GIVEN TASK = Change every "scoreboard" in the data below to "score display", leaving everything else unchanged, and omit the pictures from your answer.

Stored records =
--- --- ---
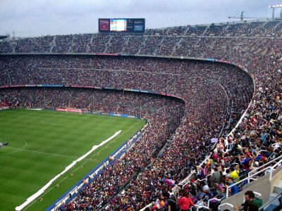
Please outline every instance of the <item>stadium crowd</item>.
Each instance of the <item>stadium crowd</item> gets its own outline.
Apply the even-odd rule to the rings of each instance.
[[[204,204],[214,196],[224,196],[226,187],[245,177],[248,171],[281,155],[281,40],[252,37],[260,33],[259,24],[243,25],[232,30],[231,27],[228,28],[234,36],[247,34],[250,37],[197,37],[190,40],[176,36],[173,39],[170,37],[171,30],[166,30],[148,32],[168,37],[144,37],[137,52],[232,60],[248,70],[255,87],[245,72],[222,63],[90,56],[0,58],[0,74],[3,79],[1,85],[79,84],[128,88],[178,96],[185,103],[185,115],[183,103],[169,100],[158,104],[160,108],[154,112],[147,112],[151,124],[136,144],[105,169],[97,180],[87,184],[77,198],[61,207],[61,210],[93,210],[102,207],[139,210],[152,201],[154,203],[147,209],[166,209],[165,197],[169,197],[167,193],[190,174],[192,174],[192,180],[181,188],[190,192],[195,203]],[[219,32],[221,28],[214,30],[216,34],[231,34],[226,30]],[[190,29],[176,31],[176,34],[183,31],[187,34]],[[265,31],[262,34],[265,34]],[[121,42],[126,40],[126,37],[119,37],[103,39],[111,43],[115,38],[122,39]],[[128,43],[138,39],[128,37]],[[163,44],[166,46],[162,46]],[[114,46],[103,46],[103,52],[106,52],[109,47],[111,53],[121,53],[126,48],[118,48],[115,51]],[[94,52],[102,51],[99,49]],[[135,48],[127,49],[136,51]],[[17,96],[17,91],[13,89],[3,91],[2,89],[1,94],[5,93],[10,98]],[[30,89],[29,94],[26,94],[23,91],[23,95],[32,96],[37,91]],[[53,91],[60,96],[59,89]],[[68,93],[70,90],[63,91],[63,91]],[[70,93],[76,91],[79,92]],[[80,94],[73,94],[74,98],[78,97],[75,101],[76,107],[91,105],[91,97]],[[80,96],[87,100],[82,103]],[[21,93],[17,98],[25,99]],[[107,95],[102,94],[101,98],[104,98]],[[252,98],[242,123],[232,130]],[[139,98],[135,95],[128,98],[125,101],[121,96],[116,97],[117,101],[123,102],[123,105],[126,105],[124,101],[137,105],[133,106],[136,108],[133,110],[123,108],[123,111],[138,115],[140,101],[145,104],[146,100],[138,102],[136,99]],[[67,101],[64,101],[63,104],[55,103],[52,106],[67,104]],[[155,101],[152,100],[151,105],[154,105]],[[46,103],[46,100],[44,102]],[[36,103],[33,103],[34,106],[38,106]],[[110,110],[115,109],[117,104],[111,107],[111,103],[103,103],[103,106],[109,105]],[[97,109],[100,109],[99,106]],[[211,139],[214,138],[219,141],[213,151]],[[209,158],[200,166],[207,156]],[[204,179],[205,182],[197,181],[198,179]],[[233,188],[230,193],[235,194],[240,188]]]

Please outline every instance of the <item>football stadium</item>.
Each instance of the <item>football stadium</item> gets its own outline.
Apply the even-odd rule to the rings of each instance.
[[[243,15],[1,36],[0,210],[281,210],[282,13]]]

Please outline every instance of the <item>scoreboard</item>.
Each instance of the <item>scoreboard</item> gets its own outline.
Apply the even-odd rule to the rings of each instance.
[[[139,32],[145,30],[145,18],[99,18],[99,32]]]

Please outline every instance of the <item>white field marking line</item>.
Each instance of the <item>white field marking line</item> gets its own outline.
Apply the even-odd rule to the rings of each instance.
--- --- ---
THE ANSWER =
Please outline every instance of the <item>stadium crowd</item>.
Each instance of the <item>stadium crowd</item> gets its own outline.
Apply the even-odd rule to the rings of each instance.
[[[204,204],[214,196],[224,196],[226,187],[245,177],[248,171],[281,155],[281,40],[252,37],[260,33],[259,24],[243,25],[232,30],[231,27],[228,28],[234,36],[247,34],[250,37],[197,37],[190,40],[176,36],[173,39],[170,37],[171,30],[166,30],[148,32],[168,37],[144,37],[137,52],[232,60],[248,70],[255,87],[245,72],[222,63],[90,56],[0,58],[0,74],[3,79],[1,85],[79,84],[128,88],[178,96],[185,103],[185,115],[183,103],[169,100],[158,104],[160,108],[154,112],[147,112],[151,124],[136,144],[105,169],[97,180],[87,184],[77,198],[61,207],[61,210],[93,210],[102,207],[139,210],[152,201],[154,203],[147,209],[166,209],[165,197],[169,197],[167,193],[190,174],[192,174],[192,180],[181,188],[190,192],[195,203]],[[219,32],[221,28],[214,30],[216,34],[231,34],[226,30]],[[190,29],[176,31],[176,34],[183,31],[187,34]],[[265,31],[262,34],[265,34]],[[121,42],[126,40],[126,37],[119,37],[103,39],[111,43],[115,38],[122,39]],[[128,43],[138,39],[128,37]],[[163,44],[166,46],[162,46]],[[114,46],[103,46],[103,52],[106,52],[109,47],[111,53],[121,53],[126,48],[118,48],[115,51]],[[94,52],[102,51],[99,49]],[[135,48],[127,49],[136,51]],[[17,96],[17,91],[13,89],[3,91],[2,89],[1,94],[5,93],[10,98]],[[30,89],[29,94],[26,94],[23,91],[23,95],[32,96],[37,91]],[[53,91],[60,96],[59,89]],[[68,93],[70,90],[63,91],[63,91]],[[70,93],[76,91],[79,92]],[[80,94],[73,94],[74,98],[78,97],[75,101],[76,107],[91,105],[91,97]],[[80,96],[87,100],[82,103]],[[21,93],[17,98],[25,99]],[[107,95],[102,94],[101,98],[104,98]],[[252,98],[242,123],[232,130]],[[139,98],[135,95],[128,98],[125,101],[121,96],[116,97],[117,101],[123,102],[123,105],[126,105],[124,101],[137,105],[133,106],[136,108],[133,110],[123,108],[123,111],[138,115],[140,101],[145,104],[146,100],[138,102],[136,99]],[[67,101],[64,101],[63,104],[55,103],[52,106],[67,104]],[[155,101],[152,100],[151,105],[154,105]],[[46,103],[46,100],[44,102]],[[36,103],[33,103],[34,106],[38,106]],[[110,110],[115,109],[117,104],[111,107],[111,103],[103,103],[103,106],[109,105]],[[97,109],[100,109],[99,106]],[[211,139],[214,138],[219,141],[213,151]],[[209,158],[200,166],[207,156]],[[204,179],[205,182],[197,181],[198,179]],[[233,188],[230,193],[235,194],[240,188]]]

Please outline every instance of the <item>football stadium</item>.
Each instance of the <item>football stadium</item> gets its own outline.
Apply the even-odd rule to the rings of each instance.
[[[243,15],[1,36],[0,210],[281,210],[282,13]]]

Please outline every instance of the <item>score display</item>.
Each instance of the <item>score display</item> gets its own outline.
Apply the even-odd rule to the rings of each instance.
[[[139,32],[145,30],[145,18],[99,18],[99,32]]]

Please outline every instance of the <item>white field marking line</item>.
Each instance of the <item>white field marking line</item> gets its own outline.
Apply the even-odd rule to the rings of each instance.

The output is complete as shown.